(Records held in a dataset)
--- --- ---
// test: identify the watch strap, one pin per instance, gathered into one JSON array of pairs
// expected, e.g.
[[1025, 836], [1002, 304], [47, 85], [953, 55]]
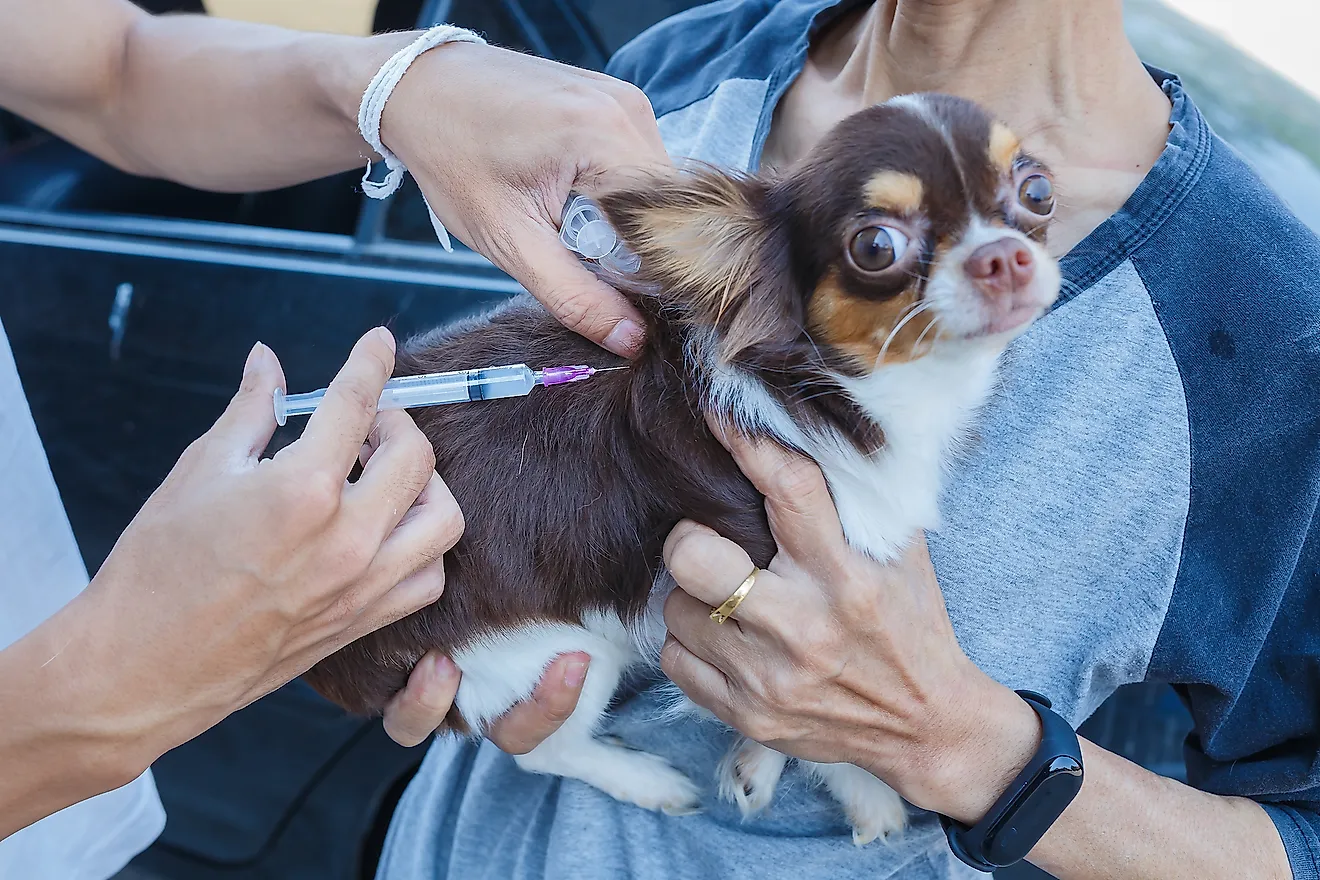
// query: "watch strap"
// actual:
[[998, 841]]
--- --- ---
Copy every line of the data above exactly as it appears, leaving out the pictures.

// test: identify the watch strap, one pin per instance, gathered into one JSON array of pairs
// expected, e.g.
[[1025, 836], [1002, 304], [47, 85], [953, 55]]
// query: "watch strap"
// actual:
[[998, 841]]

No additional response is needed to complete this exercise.